**Exercise details:** Duplicate the records verbatim, starting at their first line and ending with the line that contains "POLYGON ((134 9, 123", including that line.

**Material for this task:**

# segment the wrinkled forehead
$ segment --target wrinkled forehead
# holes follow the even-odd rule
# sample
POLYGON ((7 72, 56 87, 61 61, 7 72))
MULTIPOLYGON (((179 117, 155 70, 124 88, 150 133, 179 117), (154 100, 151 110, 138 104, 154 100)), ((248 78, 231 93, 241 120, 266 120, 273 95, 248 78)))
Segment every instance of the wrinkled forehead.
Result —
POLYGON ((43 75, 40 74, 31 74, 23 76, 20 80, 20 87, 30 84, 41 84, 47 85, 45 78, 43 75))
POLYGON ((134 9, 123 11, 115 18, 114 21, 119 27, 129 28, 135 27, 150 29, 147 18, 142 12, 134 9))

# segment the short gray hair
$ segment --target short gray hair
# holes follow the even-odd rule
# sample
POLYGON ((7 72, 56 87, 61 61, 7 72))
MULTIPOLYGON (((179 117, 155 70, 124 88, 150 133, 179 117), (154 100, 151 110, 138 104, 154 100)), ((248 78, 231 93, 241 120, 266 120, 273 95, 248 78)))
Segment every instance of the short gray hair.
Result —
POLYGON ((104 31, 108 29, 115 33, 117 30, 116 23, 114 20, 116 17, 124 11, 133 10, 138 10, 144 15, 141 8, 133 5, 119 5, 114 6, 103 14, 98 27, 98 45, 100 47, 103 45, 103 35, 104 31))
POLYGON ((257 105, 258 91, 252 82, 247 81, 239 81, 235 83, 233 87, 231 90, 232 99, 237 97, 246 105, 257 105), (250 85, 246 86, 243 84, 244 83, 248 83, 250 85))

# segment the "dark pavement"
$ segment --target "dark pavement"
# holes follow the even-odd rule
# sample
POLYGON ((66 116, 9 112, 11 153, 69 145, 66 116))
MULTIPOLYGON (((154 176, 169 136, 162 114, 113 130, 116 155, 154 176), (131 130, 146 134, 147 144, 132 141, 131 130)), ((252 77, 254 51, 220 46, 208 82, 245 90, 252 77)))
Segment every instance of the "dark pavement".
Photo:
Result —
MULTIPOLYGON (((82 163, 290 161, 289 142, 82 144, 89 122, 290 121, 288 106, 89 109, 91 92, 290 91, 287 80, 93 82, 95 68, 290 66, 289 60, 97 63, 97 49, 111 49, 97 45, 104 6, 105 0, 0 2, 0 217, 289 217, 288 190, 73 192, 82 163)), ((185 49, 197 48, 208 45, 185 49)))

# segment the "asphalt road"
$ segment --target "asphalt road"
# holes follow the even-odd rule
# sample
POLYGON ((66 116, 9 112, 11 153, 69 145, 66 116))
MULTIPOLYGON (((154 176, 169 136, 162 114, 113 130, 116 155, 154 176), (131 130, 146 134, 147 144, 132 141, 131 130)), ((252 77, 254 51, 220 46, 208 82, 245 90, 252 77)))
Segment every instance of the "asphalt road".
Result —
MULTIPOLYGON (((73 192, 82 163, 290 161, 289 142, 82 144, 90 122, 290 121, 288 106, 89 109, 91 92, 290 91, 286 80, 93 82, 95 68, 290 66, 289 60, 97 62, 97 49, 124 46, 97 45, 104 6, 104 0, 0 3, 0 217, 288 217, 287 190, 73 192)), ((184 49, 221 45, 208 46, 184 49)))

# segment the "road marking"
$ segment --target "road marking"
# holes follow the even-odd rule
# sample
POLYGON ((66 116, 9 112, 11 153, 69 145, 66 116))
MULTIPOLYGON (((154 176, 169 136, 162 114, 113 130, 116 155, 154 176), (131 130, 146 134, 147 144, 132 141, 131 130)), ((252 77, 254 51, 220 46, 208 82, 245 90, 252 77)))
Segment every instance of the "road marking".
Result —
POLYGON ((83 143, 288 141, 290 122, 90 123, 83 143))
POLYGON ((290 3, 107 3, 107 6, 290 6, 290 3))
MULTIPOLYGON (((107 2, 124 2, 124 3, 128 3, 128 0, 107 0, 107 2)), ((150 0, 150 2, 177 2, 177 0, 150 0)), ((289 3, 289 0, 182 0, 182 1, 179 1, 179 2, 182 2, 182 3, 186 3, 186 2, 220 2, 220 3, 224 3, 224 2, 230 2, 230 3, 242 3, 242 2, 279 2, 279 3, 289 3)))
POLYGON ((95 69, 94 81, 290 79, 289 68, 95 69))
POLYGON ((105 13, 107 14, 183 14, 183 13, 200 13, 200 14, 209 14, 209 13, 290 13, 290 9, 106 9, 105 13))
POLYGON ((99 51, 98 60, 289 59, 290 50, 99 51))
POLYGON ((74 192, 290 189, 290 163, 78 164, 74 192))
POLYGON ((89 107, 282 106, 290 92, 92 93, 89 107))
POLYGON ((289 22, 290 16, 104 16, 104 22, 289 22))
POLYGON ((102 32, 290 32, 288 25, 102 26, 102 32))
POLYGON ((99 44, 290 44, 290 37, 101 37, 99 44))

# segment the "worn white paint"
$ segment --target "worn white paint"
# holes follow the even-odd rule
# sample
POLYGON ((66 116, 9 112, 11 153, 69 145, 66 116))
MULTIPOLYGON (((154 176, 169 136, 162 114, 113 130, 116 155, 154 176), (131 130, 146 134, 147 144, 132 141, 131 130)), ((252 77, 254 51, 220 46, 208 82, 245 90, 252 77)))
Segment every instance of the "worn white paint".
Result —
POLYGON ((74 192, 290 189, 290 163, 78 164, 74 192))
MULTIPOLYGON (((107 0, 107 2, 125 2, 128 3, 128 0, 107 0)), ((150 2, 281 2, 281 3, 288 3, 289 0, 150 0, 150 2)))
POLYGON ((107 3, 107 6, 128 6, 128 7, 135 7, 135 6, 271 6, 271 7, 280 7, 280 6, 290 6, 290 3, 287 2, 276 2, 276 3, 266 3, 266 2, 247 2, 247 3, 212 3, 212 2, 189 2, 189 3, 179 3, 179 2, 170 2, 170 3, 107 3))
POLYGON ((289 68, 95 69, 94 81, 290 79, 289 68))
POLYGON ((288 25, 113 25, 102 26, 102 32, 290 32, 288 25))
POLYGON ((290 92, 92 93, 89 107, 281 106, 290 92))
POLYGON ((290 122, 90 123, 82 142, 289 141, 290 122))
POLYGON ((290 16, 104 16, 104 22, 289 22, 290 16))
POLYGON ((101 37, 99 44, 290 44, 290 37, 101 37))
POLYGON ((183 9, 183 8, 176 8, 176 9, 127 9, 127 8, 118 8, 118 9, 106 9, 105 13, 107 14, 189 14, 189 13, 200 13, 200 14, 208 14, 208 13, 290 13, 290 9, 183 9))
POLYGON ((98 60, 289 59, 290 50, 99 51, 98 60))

**Reply:**
# segment the wrinkled forehead
$ segment --target wrinkled forehead
# holes follow the even-odd rule
# sample
POLYGON ((7 72, 56 87, 61 61, 7 72))
MULTIPOLYGON (((179 117, 155 70, 124 88, 150 133, 179 117), (154 100, 151 110, 138 104, 154 100)), ((248 78, 231 93, 241 120, 266 120, 273 95, 248 78)))
Segment every instance of the wrinkled forehead.
Result —
POLYGON ((43 75, 40 74, 31 74, 23 76, 20 80, 20 87, 30 84, 41 84, 47 85, 45 78, 43 75))
POLYGON ((134 9, 123 11, 115 18, 114 21, 119 27, 129 28, 135 27, 150 29, 147 18, 142 12, 134 9))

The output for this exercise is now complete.